Object pointing dataset rows:
Begin

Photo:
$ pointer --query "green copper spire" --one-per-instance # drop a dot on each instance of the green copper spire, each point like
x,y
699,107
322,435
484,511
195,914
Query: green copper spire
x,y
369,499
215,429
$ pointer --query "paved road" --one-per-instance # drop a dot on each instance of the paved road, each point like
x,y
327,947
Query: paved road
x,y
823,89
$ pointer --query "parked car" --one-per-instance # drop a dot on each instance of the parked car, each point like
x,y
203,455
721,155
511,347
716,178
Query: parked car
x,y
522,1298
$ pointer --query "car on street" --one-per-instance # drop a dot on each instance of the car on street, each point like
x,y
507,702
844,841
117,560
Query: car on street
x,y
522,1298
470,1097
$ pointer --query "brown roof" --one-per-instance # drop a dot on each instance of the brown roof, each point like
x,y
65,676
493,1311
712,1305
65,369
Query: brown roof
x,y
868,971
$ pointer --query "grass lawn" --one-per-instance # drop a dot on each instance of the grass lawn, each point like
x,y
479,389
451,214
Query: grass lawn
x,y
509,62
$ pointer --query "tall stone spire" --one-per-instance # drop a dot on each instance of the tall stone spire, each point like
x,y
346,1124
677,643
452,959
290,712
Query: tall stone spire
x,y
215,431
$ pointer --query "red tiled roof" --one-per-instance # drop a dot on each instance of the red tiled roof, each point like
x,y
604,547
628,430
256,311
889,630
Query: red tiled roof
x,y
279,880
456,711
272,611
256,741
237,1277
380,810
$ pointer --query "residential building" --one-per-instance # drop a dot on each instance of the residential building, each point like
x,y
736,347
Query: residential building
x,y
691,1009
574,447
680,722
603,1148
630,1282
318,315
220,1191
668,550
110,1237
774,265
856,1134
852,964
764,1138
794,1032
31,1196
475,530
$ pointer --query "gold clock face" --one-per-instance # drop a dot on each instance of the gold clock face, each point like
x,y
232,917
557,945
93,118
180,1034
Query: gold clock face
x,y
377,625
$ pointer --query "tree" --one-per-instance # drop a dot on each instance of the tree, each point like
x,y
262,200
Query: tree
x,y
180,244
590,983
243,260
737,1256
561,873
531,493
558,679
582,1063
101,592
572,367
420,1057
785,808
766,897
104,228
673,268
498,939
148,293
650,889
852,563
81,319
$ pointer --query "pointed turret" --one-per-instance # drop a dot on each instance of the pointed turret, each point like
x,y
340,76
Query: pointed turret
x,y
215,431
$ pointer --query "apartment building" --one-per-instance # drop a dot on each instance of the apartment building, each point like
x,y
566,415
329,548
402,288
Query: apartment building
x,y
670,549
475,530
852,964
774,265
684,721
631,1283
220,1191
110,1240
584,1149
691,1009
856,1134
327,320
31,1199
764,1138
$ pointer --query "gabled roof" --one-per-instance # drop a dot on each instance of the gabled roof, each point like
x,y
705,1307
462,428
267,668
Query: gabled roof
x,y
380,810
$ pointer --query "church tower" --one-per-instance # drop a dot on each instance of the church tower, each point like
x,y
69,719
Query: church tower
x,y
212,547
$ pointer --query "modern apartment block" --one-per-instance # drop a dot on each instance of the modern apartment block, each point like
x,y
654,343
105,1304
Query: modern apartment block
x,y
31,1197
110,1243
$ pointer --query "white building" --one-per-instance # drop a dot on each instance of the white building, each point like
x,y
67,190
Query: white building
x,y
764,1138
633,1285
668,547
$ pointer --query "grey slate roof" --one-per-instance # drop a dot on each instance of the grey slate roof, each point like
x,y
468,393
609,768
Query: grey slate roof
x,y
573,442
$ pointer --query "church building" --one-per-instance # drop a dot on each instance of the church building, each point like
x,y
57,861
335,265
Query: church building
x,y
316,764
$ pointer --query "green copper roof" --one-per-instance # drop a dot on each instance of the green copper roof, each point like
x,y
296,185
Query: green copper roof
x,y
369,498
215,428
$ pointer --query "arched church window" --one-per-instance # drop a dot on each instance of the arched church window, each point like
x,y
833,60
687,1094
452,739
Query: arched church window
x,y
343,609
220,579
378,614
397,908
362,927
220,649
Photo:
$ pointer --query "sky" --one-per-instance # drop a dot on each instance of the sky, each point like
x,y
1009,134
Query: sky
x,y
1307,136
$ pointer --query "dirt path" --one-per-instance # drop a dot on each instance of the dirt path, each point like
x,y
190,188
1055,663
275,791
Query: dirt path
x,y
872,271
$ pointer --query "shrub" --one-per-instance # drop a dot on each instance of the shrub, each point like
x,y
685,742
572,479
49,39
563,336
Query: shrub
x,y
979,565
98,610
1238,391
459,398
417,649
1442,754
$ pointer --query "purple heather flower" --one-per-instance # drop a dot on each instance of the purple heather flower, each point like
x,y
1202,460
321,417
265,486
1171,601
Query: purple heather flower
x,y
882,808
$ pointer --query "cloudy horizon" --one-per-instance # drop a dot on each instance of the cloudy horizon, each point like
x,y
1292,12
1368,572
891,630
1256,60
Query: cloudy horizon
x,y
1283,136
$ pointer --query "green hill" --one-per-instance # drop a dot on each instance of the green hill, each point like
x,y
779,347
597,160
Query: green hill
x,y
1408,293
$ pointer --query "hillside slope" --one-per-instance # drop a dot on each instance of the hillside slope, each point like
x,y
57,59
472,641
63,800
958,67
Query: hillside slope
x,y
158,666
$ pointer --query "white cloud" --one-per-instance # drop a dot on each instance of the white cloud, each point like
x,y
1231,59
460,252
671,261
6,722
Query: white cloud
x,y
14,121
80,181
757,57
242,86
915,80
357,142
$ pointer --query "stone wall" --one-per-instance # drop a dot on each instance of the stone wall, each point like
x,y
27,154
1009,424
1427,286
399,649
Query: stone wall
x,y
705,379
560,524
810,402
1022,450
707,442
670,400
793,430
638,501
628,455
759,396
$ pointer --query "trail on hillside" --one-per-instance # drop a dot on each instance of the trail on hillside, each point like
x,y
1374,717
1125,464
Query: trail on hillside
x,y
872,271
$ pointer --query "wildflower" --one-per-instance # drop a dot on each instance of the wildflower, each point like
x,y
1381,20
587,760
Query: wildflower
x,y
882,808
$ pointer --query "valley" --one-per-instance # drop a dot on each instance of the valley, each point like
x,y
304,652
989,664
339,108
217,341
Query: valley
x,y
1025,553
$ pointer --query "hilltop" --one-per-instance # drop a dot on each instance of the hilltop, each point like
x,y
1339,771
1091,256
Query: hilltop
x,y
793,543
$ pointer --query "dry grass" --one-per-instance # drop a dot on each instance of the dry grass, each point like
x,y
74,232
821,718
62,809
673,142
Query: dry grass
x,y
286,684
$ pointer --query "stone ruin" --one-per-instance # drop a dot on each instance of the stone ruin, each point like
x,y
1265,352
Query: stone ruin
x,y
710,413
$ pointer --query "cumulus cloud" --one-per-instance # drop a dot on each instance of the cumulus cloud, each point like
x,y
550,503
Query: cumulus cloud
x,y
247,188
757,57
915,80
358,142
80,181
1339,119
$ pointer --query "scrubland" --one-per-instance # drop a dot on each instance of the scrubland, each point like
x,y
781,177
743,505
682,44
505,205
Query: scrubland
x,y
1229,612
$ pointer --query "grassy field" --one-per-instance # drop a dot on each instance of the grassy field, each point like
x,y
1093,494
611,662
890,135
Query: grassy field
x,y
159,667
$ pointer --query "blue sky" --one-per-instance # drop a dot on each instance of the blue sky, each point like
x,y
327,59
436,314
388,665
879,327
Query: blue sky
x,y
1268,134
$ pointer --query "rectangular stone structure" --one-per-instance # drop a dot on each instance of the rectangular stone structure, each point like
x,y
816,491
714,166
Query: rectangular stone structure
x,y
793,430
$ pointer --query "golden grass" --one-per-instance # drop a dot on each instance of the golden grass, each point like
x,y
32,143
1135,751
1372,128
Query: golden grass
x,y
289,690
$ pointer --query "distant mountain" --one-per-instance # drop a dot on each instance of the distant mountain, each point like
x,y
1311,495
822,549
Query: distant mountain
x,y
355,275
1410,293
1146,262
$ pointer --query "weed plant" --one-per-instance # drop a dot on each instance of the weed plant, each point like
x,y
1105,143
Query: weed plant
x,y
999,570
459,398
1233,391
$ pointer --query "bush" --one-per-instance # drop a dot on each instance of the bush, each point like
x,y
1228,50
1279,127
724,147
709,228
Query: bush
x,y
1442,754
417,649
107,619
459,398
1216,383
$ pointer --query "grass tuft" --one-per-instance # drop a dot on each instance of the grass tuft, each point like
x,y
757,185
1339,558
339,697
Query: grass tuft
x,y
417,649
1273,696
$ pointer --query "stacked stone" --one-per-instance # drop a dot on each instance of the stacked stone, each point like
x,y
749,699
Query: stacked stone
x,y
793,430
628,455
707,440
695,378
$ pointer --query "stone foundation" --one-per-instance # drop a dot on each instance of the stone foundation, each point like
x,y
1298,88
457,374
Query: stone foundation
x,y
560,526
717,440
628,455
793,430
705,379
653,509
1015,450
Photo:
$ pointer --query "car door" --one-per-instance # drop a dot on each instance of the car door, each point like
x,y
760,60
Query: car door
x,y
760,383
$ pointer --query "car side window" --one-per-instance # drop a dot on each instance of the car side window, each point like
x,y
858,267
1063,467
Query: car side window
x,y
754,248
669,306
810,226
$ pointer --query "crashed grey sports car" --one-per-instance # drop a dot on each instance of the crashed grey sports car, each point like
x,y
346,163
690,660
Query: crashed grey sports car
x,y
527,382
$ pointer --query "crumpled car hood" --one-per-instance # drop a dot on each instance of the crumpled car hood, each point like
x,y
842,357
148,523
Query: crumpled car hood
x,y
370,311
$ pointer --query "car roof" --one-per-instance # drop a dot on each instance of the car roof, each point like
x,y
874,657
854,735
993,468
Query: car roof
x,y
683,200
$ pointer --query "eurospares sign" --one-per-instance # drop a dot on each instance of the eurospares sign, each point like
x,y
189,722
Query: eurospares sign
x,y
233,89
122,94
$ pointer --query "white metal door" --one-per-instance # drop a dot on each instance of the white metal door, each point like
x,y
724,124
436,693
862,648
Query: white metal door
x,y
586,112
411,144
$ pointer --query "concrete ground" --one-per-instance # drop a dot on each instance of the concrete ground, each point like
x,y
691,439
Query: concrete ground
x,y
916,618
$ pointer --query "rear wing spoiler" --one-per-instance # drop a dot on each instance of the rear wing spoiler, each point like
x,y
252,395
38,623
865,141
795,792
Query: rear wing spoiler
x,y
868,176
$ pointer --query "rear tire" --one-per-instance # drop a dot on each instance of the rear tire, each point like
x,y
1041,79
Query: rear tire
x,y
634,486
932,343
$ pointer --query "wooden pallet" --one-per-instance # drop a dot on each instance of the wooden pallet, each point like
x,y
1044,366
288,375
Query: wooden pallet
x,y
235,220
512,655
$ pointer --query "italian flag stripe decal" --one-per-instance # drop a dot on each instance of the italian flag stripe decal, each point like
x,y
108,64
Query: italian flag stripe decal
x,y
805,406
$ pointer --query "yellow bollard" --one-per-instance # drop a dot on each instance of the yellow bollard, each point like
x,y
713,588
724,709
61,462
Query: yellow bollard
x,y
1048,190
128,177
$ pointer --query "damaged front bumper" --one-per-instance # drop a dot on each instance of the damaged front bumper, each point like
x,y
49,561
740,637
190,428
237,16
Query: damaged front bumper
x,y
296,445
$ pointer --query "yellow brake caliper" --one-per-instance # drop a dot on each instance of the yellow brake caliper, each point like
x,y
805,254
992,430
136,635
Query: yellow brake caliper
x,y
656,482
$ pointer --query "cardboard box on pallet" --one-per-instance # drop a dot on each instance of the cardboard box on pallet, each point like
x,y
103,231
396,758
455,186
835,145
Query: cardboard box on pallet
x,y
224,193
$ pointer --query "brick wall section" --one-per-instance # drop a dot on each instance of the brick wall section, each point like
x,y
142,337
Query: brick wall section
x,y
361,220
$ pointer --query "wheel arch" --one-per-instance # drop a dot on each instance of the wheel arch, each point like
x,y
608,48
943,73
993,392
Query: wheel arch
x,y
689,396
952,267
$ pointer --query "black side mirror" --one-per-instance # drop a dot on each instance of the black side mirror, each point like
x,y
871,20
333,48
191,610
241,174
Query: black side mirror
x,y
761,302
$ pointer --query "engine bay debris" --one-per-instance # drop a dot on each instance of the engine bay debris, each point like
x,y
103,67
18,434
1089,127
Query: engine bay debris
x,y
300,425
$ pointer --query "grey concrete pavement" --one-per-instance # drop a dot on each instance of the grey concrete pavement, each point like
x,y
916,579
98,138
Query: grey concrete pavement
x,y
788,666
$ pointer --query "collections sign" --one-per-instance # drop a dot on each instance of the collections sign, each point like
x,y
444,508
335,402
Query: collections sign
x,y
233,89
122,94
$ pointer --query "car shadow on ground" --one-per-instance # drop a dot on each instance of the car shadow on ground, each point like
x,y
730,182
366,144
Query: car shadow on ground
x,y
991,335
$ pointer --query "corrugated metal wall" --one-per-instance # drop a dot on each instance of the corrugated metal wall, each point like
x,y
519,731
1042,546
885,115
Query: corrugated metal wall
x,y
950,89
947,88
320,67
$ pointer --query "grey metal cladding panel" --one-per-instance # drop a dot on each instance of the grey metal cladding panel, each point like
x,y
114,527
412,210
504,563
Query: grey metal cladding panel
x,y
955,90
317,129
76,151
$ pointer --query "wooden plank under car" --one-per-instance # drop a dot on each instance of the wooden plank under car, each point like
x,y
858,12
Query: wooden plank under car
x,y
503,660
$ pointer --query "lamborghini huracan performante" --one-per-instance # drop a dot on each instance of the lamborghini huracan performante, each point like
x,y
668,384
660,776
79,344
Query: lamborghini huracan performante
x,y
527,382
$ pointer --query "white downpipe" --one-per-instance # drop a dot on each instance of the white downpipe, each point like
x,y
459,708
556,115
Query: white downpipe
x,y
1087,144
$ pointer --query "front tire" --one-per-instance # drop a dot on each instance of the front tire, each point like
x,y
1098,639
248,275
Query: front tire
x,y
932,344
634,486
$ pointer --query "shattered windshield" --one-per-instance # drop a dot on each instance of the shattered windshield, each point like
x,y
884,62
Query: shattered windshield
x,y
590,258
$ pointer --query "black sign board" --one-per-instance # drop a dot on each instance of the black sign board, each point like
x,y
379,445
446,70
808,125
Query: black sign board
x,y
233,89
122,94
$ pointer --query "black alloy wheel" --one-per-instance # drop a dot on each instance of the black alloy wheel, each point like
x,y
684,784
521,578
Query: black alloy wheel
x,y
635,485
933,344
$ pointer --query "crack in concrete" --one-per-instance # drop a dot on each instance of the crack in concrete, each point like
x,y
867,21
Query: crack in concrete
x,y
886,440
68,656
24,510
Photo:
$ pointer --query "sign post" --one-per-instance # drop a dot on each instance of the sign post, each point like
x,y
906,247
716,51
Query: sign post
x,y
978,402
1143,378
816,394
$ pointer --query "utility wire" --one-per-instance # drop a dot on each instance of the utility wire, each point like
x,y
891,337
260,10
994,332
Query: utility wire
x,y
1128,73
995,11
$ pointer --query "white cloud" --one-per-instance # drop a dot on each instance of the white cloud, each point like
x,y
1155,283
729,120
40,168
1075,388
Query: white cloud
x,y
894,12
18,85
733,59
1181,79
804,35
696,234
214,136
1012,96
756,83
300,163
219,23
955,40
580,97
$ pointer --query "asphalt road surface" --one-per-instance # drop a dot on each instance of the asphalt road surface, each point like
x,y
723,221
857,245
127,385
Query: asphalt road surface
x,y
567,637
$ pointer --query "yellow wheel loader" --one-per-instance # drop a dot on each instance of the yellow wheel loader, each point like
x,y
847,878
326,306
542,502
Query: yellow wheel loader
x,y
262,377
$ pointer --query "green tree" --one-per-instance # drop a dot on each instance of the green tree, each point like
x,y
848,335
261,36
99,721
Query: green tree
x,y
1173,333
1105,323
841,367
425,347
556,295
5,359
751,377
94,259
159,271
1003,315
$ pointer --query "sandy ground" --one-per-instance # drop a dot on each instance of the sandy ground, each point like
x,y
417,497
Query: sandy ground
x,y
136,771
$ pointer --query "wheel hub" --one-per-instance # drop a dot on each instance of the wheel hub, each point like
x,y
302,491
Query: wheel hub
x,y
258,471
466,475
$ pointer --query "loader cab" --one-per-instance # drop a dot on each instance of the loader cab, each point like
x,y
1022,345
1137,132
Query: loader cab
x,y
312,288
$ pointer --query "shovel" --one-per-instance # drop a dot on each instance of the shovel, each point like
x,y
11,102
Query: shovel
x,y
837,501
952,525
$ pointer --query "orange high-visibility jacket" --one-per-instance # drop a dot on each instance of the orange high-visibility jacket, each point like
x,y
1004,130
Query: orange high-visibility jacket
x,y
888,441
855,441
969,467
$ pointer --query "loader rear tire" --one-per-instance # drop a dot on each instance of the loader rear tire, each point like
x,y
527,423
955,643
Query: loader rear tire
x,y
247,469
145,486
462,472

End

Begin with the line that contains "sandy ground, each point like" and set down each line exactly until the records above end, including the final line.

$ pointer --query "sandy ground" --one-per-instance # drop a dot on each instance of the sandy ground, each point like
x,y
417,497
Query: sandy ground
x,y
136,771
$ pointer --query "wheel hub" --one-per-instance # drop a dot on each instance of the wheel hub, each point like
x,y
302,491
Query: wheel hub
x,y
258,471
466,475
$ pointer --query "loader cab" --one-per-instance # drop a dot on each instance of the loader cab, each point like
x,y
1022,345
1137,132
Query: loader cab
x,y
312,288
$ pointer --query "shovel" --one-per-instance # drop a dot on each instance of the shovel, each point like
x,y
11,102
Query: shovel
x,y
837,501
952,525
$ pointer --query "orange high-visibility jacket" --one-per-instance # drop a dot on each instance of the orange high-visibility jacket, each point like
x,y
1004,130
Query: orange high-visibility jacket
x,y
888,441
855,441
969,467
$ pointer --query "loader rear tire" --one-per-instance # drop a dot on each instance of the loader rear tire, each point like
x,y
527,423
955,643
Query: loader rear tire
x,y
247,469
145,486
462,472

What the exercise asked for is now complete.